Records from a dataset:
☆ ☆ ☆

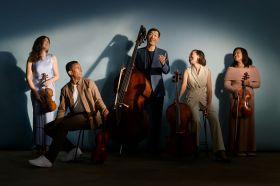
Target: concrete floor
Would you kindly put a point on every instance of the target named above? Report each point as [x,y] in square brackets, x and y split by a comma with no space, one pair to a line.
[142,170]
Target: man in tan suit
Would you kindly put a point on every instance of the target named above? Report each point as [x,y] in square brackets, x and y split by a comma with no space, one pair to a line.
[82,98]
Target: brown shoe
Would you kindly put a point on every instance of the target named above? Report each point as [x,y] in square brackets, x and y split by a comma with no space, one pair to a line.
[220,155]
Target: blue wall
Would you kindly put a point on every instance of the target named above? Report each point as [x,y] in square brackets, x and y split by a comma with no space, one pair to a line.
[101,35]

☆ ☆ ☆

Brief: The line with "Target: man in tan suit" ends the range, and the first line of the data begins it; repeat exactly those lines and nothing more, omitting pictures.

Result for this exercise:
Target: concrete floor
Would you kindly put a point on every instance of the target named above? Report each point as [x,y] in square brackets, x and y split by a comma with no space, one pair to a line.
[142,170]
Target: man in tan suit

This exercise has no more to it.